_INSTRUCTIONS_.
1. In the passage about the mental-health parity bills, which senator is the ranking Republican on the Senate committee with jurisdiction over health issues?
2. Summarize the passage about the mental-health parity bills in two sentences.
3. Continue the passage about the mental-health parity bills from where it stops.

_EXCERPT TO READ_.
For example, the House version requires coverage of an array of afflictions recognized in the diagnostic manual of the mental-health industry’s professional organization — the fairest approach, supporters say. The Senate uses a narrower list that guides mental-health coverage under government insurance policies. Its supporters say this would be more cost effective.

Supporters of the Senate and House parity bills have had informal discussions for months about possible grounds for compromise because it has long been clear that each version had strong support in its respective house.

The elder Kennedy, father of Patrick Kennedy, led negotiations to develop a consensus parity bill early last year that, for the first time, drew the support of powerful business groups as well as leading mental-health advocates. That bill passed the Senate without opposition last fall under the sponsorship of Kennedy and Sen. Michael B. Enzi, of Wyoming. They are, respectively, the chairman and ranking Republican on the Senate committee with jurisdiction over health issues.

The Senate measure also has such prominent, longtime supporters as retiring Sen. Pete V. Domenici, of New Mexico. Like Patrick Kennedy and other parity advocates, Domenici brings painful experience to the debate: his daughter, Clare, is a schizophrenic. It was while campaigning for Domenici’s last reelection six years ago that Mr. Bush publicly endorsed the principle of parity for mental-health insurance.

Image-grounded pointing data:
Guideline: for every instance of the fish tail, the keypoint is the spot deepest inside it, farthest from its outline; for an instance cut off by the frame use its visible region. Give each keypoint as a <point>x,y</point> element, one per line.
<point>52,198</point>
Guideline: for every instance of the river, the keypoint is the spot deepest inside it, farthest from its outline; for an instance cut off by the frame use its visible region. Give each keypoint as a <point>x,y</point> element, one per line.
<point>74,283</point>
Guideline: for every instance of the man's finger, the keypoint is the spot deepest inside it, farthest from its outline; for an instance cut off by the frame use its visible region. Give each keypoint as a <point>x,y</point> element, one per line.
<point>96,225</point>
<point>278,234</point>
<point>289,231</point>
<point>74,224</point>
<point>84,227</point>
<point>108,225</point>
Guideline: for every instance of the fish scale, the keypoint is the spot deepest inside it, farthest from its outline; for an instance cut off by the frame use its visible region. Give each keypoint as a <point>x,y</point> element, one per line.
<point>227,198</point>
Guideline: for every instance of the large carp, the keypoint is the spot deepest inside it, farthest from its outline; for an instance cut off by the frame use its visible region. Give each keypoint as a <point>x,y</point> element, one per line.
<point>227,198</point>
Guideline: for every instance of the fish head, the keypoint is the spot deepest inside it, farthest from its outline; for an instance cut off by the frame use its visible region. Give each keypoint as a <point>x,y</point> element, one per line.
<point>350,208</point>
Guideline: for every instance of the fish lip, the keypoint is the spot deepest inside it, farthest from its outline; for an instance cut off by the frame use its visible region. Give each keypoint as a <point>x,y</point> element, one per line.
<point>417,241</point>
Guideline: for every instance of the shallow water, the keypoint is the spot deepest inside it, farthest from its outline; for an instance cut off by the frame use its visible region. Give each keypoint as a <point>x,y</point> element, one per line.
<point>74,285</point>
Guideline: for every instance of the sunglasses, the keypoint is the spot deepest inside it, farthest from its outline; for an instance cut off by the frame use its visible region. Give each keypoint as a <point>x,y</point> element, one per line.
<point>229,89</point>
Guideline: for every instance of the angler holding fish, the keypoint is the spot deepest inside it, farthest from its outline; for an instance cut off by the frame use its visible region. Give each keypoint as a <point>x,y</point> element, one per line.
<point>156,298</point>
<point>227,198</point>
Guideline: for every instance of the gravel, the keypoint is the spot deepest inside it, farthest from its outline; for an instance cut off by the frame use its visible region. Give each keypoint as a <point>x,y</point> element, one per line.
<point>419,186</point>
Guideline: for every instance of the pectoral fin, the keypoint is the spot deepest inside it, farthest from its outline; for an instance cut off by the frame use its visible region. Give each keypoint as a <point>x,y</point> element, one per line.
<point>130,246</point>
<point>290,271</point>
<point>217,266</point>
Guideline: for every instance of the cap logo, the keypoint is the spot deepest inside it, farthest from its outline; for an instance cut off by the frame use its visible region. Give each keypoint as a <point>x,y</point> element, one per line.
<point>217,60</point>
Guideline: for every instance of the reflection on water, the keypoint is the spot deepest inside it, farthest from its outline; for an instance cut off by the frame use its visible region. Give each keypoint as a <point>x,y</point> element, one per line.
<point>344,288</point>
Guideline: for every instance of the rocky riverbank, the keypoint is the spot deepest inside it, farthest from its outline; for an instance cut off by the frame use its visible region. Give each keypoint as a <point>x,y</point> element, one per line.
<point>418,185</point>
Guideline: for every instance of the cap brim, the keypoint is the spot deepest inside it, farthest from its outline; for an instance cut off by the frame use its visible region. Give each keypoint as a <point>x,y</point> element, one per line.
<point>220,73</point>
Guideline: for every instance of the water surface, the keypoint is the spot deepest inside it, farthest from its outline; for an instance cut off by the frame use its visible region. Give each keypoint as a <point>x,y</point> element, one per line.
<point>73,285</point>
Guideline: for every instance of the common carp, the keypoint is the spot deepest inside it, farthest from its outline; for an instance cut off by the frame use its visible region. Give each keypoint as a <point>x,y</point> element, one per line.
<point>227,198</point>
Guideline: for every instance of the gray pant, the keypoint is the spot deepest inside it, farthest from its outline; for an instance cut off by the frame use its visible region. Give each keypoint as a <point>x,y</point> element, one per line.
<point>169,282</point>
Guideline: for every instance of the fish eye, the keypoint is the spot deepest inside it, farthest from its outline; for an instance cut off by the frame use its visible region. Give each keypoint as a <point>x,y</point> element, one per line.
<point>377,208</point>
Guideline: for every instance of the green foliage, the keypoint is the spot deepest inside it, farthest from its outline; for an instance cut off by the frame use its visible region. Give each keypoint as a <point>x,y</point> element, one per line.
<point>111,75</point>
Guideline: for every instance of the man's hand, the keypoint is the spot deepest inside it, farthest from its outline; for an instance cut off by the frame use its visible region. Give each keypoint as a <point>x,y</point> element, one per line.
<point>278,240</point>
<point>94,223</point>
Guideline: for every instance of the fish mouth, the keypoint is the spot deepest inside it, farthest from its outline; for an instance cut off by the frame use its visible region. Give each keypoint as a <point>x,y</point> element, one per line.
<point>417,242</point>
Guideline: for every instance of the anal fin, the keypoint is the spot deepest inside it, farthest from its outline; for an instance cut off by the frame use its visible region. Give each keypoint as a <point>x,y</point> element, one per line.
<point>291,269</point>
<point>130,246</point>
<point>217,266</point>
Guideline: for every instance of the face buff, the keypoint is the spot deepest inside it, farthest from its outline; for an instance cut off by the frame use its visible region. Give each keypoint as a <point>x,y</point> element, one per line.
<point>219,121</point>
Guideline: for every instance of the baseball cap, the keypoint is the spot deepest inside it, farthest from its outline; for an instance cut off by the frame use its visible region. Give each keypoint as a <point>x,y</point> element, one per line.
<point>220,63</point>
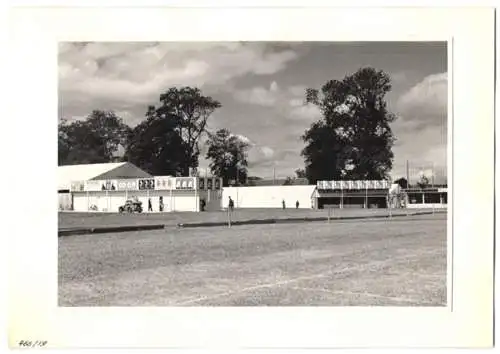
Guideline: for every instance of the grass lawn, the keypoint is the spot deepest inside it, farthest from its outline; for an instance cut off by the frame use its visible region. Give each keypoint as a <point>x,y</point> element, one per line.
<point>399,262</point>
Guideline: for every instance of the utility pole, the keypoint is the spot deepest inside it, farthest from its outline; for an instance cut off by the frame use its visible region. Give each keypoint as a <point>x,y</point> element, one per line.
<point>432,175</point>
<point>408,173</point>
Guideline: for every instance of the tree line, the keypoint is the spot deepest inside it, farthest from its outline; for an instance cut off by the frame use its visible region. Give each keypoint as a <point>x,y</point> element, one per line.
<point>352,139</point>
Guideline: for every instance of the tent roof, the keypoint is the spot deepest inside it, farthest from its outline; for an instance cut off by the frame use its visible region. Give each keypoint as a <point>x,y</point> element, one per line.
<point>71,173</point>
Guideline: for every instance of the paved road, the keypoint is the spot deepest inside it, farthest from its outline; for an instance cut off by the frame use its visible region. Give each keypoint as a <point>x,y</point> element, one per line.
<point>73,220</point>
<point>379,262</point>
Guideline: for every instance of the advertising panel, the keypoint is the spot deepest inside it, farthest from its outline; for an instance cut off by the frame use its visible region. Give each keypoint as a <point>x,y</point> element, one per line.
<point>201,183</point>
<point>126,185</point>
<point>93,186</point>
<point>109,185</point>
<point>163,182</point>
<point>77,186</point>
<point>146,184</point>
<point>184,183</point>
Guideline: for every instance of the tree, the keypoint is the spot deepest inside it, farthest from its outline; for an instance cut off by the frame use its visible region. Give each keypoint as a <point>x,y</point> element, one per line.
<point>423,182</point>
<point>156,146</point>
<point>190,109</point>
<point>403,183</point>
<point>228,155</point>
<point>353,139</point>
<point>93,140</point>
<point>300,173</point>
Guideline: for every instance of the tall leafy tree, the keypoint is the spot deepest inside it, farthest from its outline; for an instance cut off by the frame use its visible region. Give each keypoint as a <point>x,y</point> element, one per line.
<point>228,155</point>
<point>93,140</point>
<point>300,173</point>
<point>190,109</point>
<point>353,140</point>
<point>156,146</point>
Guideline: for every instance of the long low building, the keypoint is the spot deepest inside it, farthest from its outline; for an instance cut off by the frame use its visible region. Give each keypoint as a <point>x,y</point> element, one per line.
<point>106,187</point>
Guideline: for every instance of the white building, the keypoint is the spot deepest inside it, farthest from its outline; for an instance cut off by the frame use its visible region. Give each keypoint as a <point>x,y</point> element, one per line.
<point>270,196</point>
<point>106,187</point>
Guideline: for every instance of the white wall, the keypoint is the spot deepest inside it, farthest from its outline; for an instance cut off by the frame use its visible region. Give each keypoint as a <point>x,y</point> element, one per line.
<point>65,201</point>
<point>427,206</point>
<point>268,196</point>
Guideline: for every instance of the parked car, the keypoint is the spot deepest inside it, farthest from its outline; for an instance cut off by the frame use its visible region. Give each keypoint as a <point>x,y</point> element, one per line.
<point>131,206</point>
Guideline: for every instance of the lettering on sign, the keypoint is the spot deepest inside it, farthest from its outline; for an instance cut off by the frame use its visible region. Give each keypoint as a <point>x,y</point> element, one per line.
<point>146,184</point>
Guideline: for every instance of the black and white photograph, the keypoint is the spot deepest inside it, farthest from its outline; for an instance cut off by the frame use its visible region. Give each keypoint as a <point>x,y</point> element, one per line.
<point>301,176</point>
<point>332,158</point>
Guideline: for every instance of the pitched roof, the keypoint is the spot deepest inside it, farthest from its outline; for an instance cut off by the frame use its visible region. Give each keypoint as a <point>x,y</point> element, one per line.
<point>71,173</point>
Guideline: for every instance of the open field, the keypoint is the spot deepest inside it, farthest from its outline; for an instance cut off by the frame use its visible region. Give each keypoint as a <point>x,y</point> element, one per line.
<point>399,262</point>
<point>68,220</point>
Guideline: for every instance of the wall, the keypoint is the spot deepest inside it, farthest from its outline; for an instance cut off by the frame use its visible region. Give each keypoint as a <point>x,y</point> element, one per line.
<point>269,196</point>
<point>212,198</point>
<point>427,206</point>
<point>65,201</point>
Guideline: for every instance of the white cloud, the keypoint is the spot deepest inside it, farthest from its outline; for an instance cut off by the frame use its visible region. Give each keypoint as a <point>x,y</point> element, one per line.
<point>422,112</point>
<point>120,73</point>
<point>425,100</point>
<point>258,95</point>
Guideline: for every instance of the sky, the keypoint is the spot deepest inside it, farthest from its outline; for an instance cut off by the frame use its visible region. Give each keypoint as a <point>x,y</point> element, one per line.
<point>261,88</point>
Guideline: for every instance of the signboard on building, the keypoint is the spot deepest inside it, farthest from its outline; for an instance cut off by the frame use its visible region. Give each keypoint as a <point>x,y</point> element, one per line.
<point>185,183</point>
<point>109,185</point>
<point>77,186</point>
<point>164,182</point>
<point>127,185</point>
<point>202,183</point>
<point>146,184</point>
<point>93,186</point>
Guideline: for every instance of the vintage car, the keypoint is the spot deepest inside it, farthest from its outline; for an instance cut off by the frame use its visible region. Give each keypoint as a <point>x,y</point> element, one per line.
<point>131,206</point>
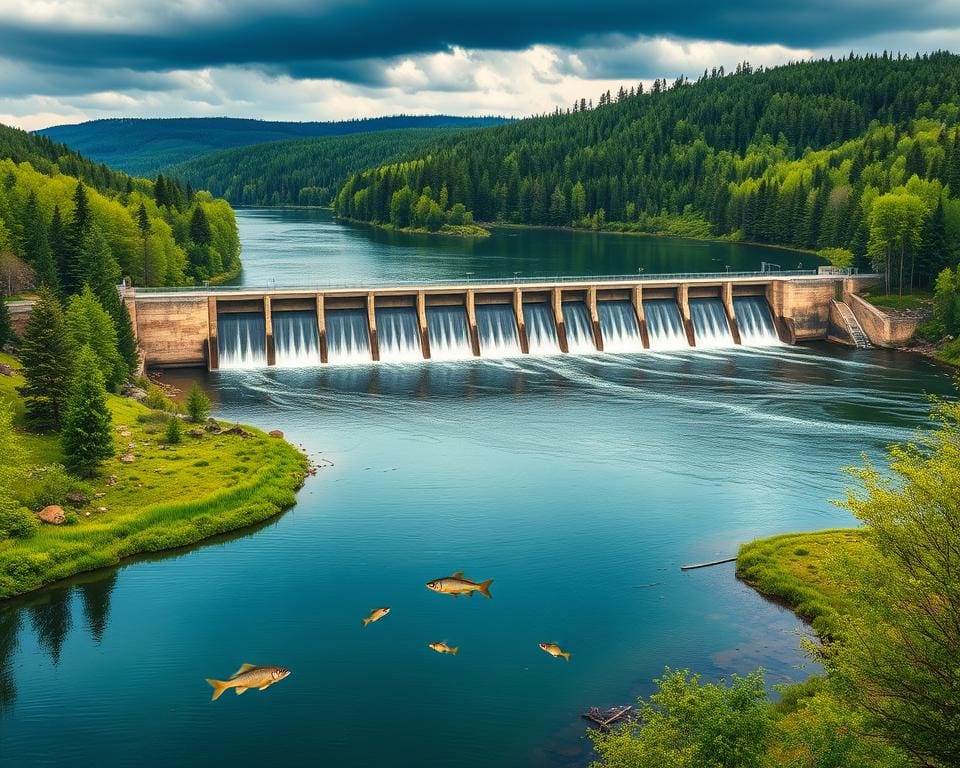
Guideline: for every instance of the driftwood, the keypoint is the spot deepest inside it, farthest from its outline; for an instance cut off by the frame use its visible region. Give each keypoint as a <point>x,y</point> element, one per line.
<point>604,718</point>
<point>707,565</point>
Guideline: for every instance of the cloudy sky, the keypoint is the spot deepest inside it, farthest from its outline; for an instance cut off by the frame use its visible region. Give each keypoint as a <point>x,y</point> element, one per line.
<point>65,61</point>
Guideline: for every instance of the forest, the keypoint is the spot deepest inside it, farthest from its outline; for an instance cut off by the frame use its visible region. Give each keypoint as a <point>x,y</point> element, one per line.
<point>299,171</point>
<point>55,225</point>
<point>147,146</point>
<point>859,157</point>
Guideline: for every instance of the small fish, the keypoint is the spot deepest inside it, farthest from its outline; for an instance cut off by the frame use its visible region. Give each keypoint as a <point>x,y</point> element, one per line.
<point>248,676</point>
<point>555,650</point>
<point>443,648</point>
<point>375,615</point>
<point>457,585</point>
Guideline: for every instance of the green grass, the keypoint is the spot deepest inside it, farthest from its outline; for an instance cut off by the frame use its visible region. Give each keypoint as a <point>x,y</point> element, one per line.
<point>790,568</point>
<point>907,301</point>
<point>167,498</point>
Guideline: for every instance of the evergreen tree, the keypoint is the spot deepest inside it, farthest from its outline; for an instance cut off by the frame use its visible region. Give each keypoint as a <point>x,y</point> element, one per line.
<point>200,232</point>
<point>90,325</point>
<point>87,438</point>
<point>6,328</point>
<point>47,358</point>
<point>72,277</point>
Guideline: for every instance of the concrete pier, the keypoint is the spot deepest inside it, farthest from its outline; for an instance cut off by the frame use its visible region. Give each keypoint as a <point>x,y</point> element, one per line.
<point>180,327</point>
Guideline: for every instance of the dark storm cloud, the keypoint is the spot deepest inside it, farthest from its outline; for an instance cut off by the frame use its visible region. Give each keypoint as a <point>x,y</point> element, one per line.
<point>342,40</point>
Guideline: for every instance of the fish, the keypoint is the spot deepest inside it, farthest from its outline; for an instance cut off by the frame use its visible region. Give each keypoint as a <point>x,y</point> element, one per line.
<point>457,585</point>
<point>248,676</point>
<point>443,648</point>
<point>375,615</point>
<point>555,650</point>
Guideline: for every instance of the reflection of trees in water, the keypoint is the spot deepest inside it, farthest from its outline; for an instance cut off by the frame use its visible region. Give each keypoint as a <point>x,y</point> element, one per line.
<point>51,621</point>
<point>96,603</point>
<point>9,629</point>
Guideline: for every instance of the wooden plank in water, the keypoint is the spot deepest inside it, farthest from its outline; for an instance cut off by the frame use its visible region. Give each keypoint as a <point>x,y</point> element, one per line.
<point>707,565</point>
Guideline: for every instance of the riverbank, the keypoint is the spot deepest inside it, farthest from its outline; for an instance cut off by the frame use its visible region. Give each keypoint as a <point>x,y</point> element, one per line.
<point>219,478</point>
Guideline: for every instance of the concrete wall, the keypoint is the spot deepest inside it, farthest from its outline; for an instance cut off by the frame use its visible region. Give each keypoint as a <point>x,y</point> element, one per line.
<point>804,305</point>
<point>882,329</point>
<point>173,331</point>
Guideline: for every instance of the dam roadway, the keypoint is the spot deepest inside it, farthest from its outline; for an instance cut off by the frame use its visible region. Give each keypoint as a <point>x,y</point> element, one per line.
<point>226,327</point>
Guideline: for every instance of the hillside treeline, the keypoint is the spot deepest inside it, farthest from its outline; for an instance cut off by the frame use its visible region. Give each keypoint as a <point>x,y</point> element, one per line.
<point>860,154</point>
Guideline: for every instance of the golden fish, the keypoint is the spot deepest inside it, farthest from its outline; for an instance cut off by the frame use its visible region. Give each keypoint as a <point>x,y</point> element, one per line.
<point>443,648</point>
<point>375,615</point>
<point>457,585</point>
<point>555,650</point>
<point>249,676</point>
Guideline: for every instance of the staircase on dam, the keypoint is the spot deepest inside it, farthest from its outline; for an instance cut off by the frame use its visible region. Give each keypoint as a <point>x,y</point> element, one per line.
<point>860,338</point>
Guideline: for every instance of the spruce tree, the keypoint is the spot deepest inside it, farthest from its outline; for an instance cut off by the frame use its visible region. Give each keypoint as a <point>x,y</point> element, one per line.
<point>6,328</point>
<point>72,278</point>
<point>87,438</point>
<point>47,358</point>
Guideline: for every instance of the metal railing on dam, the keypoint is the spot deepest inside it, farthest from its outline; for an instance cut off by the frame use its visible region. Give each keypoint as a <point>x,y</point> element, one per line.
<point>469,281</point>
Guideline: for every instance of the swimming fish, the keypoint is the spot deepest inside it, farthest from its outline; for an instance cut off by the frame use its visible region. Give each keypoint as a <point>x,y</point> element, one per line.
<point>443,648</point>
<point>555,650</point>
<point>375,615</point>
<point>457,585</point>
<point>248,676</point>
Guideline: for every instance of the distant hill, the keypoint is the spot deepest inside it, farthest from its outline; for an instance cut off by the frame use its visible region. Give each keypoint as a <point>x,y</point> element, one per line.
<point>144,146</point>
<point>300,171</point>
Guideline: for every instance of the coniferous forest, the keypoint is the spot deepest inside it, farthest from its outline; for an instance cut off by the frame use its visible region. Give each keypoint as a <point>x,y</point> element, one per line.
<point>860,156</point>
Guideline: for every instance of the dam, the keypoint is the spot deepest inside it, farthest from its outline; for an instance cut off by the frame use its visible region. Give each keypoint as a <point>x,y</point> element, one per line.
<point>228,328</point>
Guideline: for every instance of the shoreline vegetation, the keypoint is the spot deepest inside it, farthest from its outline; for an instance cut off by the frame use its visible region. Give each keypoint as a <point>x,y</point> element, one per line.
<point>155,494</point>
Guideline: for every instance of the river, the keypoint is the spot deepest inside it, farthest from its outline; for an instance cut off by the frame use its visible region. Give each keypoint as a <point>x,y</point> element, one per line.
<point>580,484</point>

_RESULTS BY TASK_.
1. Sen. Michael B. Enzi of Wyoming is the ranking Republican.

2. The House parity bill requires coverage of conditions recognized in the mental-health profession's diagnostic manual, while the Senate bill uses a narrower list drawn from government insurance policies. The Senate measure grew out of negotiations led by the elder Kennedy that won over business groups and mental-health advocates, passed the Senate without opposition under Kennedy and Enzi, and also has longtime support from Sen. Pete V. Domenici.

3.
Both versions build on a limited mental-health parity law, enacted in 1996, that dealt largely with insurance for government employees. The bills under consideration do not force mental-health insurance upon private carriers. Rather, they require that insurers who offer any treatment for mental illness must use the same basic rules that they apply to the treatment of cancer or broken bones or other physical ailments.

For example, a managed health-care company cannot impose a higher copayment for a session with a clinical psychologist than it charges the same patient for a visit to the internist.

Health-care coverage of mental illness has long been freighted with higher costs and treatment limitations than traditional medical-surgical insurance.

Patrick Kennedy has taken a highly personal approach to the campaign for the parity bill that he sponsored with Rep. Jim Ramstad, Republican of Minnesota — an alcoholic who has not taken a drink since what he calls his “wake-up call,” a humbling episode of public drunkenness more than 25 years ago.

Kennedy disclosed some years ago that he is under treatment for bipolar illness. The disorder subjects sufferers to extreme shifts of mood, from deep depression to high exhilaration or mania — hence the term manic depression, by which it is also known. In May 2006, he acknowledged his alcoholism and drug dependence after he crashed his car into a Capitol Hill police barrier while under the influence of prescription pills.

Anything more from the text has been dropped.